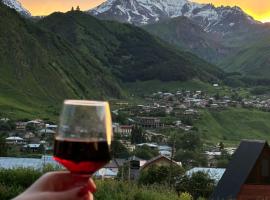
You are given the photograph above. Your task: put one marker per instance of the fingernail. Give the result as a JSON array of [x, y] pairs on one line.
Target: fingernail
[[83, 191]]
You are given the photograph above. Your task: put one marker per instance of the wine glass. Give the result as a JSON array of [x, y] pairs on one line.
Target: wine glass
[[83, 141]]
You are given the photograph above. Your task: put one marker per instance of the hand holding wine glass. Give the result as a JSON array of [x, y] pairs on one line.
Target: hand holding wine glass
[[83, 141]]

+ + + + +

◆ O que produzir:
Altere todo o material acima, trocando "photograph" por "image" e mantendo o restante igual. Reproduza o resultado sem as imagens.

◆ Resolução:
You are given the image above. Your task: put one marker per instance of the fingernail. Give the result as a JSON array of [x, y] pairs on one line.
Target: fingernail
[[83, 191]]
You are given the image above. Your task: put one marker per instance of the wine glass. Give the result as a JSON array of [x, y] pairs on one line.
Target: wine glass
[[83, 141]]
You are given the image above. Your task: put one marker per instance of the hand holding wine glass. Give the result as a JSON array of [x, y] pairs on one line.
Target: hand holding wine glass
[[83, 141]]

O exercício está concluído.